1.3.11.27 Normalize No Data

The Normalize No Data processor allows different types of 'blank' values that exist in data attributes to be normalized to Null values, or to a specific value of your choice. This may be important in order to treat 'No Data' values consistently. For example, if you have an attribute containing only WHITESPACE characters, other processors (for example, comparisons in match processors) will not treat these values as No Data, unless they are normalized to NULL values.

Note that the Normalize No Data processor can perform the same function (when normalizing to Nulls) as No Data Handling, but allows you to do this within a process. This may be useful if you want to be aware of the different types of No Data that exist in your source when profiling, but still treat them as blank values (Nulls) in downstream processors, or because you have introduced blank values in attributes via other transformations, such as denoising or trimming a value until it consists only of WHITESPACE, and want to treat them as Nulls.

Use the Normalize No Data processor where you discover in Pattern Profiling that you have attribute values that contain only whitespace characters, and which you therefore want to consider as containing no data of any use. Downstream processors will then be guaranteed to treat such values as Null. For example, comparisons in match processors will give a No Data comparison result if comparing a Null string with a data value.

Alternatively, you can specifically transform No Data values to a value of your choice to differentiate them from values that were originally Null (before normalization).

The following table describes the configuration options:

Configuration Description

Inputs

Specify any number of String or String Array attributes where you wish to normalize No Data values to Nulls, or a specific value.

Note that if you input an Array attribute, the transformation will apply to all array elements, and an Array attribute will be output.

Options

Specify the following options:

  • No data handling reference data: lists the set of characters that you wish to treat as No Data characters. Values consisting entirely of these characters, and empty strings, will be normalized to Null, or the specified value. Specified as Reference Data (No Data Handling Category). Default value: *No Data Handling.

RAW DATA:
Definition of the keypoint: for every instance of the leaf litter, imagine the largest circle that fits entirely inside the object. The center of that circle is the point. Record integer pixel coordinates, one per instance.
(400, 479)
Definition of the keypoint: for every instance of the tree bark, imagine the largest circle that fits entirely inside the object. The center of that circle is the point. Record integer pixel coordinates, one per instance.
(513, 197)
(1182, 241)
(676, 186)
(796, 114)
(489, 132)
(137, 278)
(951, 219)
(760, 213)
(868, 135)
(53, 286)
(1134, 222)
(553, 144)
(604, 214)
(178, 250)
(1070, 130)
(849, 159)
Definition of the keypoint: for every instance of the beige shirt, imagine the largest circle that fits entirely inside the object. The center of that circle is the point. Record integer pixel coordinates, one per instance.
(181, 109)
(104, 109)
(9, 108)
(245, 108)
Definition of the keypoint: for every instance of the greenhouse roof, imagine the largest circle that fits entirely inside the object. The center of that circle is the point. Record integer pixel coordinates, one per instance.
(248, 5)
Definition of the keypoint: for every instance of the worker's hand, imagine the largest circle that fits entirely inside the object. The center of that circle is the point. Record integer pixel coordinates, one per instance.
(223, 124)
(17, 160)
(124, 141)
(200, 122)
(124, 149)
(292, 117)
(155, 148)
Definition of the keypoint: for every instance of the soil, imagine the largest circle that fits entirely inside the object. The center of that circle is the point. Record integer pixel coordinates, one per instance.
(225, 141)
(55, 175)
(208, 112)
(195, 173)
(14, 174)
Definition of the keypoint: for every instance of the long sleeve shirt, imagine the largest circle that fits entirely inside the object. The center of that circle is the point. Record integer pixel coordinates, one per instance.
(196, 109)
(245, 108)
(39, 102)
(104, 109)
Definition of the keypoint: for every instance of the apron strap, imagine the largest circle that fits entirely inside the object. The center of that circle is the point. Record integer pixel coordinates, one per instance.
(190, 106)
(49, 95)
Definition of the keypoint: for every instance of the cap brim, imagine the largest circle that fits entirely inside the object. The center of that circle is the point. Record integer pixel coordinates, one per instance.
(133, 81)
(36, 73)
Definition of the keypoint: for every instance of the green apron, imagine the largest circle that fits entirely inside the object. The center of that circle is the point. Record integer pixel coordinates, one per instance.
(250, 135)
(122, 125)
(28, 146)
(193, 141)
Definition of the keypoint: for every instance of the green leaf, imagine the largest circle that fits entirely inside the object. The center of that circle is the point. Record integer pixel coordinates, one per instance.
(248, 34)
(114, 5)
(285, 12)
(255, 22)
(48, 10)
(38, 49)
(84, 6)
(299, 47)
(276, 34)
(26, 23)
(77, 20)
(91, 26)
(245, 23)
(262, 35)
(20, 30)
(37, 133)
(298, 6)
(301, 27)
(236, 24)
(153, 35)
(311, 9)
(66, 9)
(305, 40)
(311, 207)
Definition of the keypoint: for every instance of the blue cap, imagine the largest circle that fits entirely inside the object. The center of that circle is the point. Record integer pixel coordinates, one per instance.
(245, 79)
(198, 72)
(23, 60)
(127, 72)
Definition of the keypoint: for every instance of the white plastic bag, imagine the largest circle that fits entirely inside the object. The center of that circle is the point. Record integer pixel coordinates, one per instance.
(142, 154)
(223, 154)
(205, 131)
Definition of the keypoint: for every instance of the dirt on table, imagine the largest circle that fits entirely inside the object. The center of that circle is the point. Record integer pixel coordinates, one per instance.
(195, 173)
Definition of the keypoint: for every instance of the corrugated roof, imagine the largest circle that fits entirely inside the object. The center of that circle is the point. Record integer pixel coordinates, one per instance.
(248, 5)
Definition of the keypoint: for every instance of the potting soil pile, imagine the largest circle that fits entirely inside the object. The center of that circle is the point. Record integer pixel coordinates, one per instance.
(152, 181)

TASK INSTRUCTIONS:
Continue the documentation on the Normalize No Data processor from the point where it stops.

TASK ANSWER:
  • Normalize no data to: determines whether to normalize no data values to Null, or to a custom string value of your choice, specified by the option below. Specified as a Selection (Null values/custom string). Default value: Null values.

  • Custom string: The custom string value to which no data values will be normalized, if they are not being normalized to Null values. Specified as free text. Default value: No.

Outputs

Describes any data attribute or flag attribute outputs.

Data Attributes

The following data attributes are output:

  • [Attribute Name].NoDataNormalized: Holds the new attribute values, after no data values have been normalized. Value is the original attribute value, transformed to either a Null value, or a custom string, if it was Null, an empty string, or contained only no data characters, using the specified reference data list.

Flags

None.

The Normalize No Data transformer presents no summary statistics on its processing.

In the Data view, each input attribute is shown with its new normalized attribute to the right.

Output Filters

None.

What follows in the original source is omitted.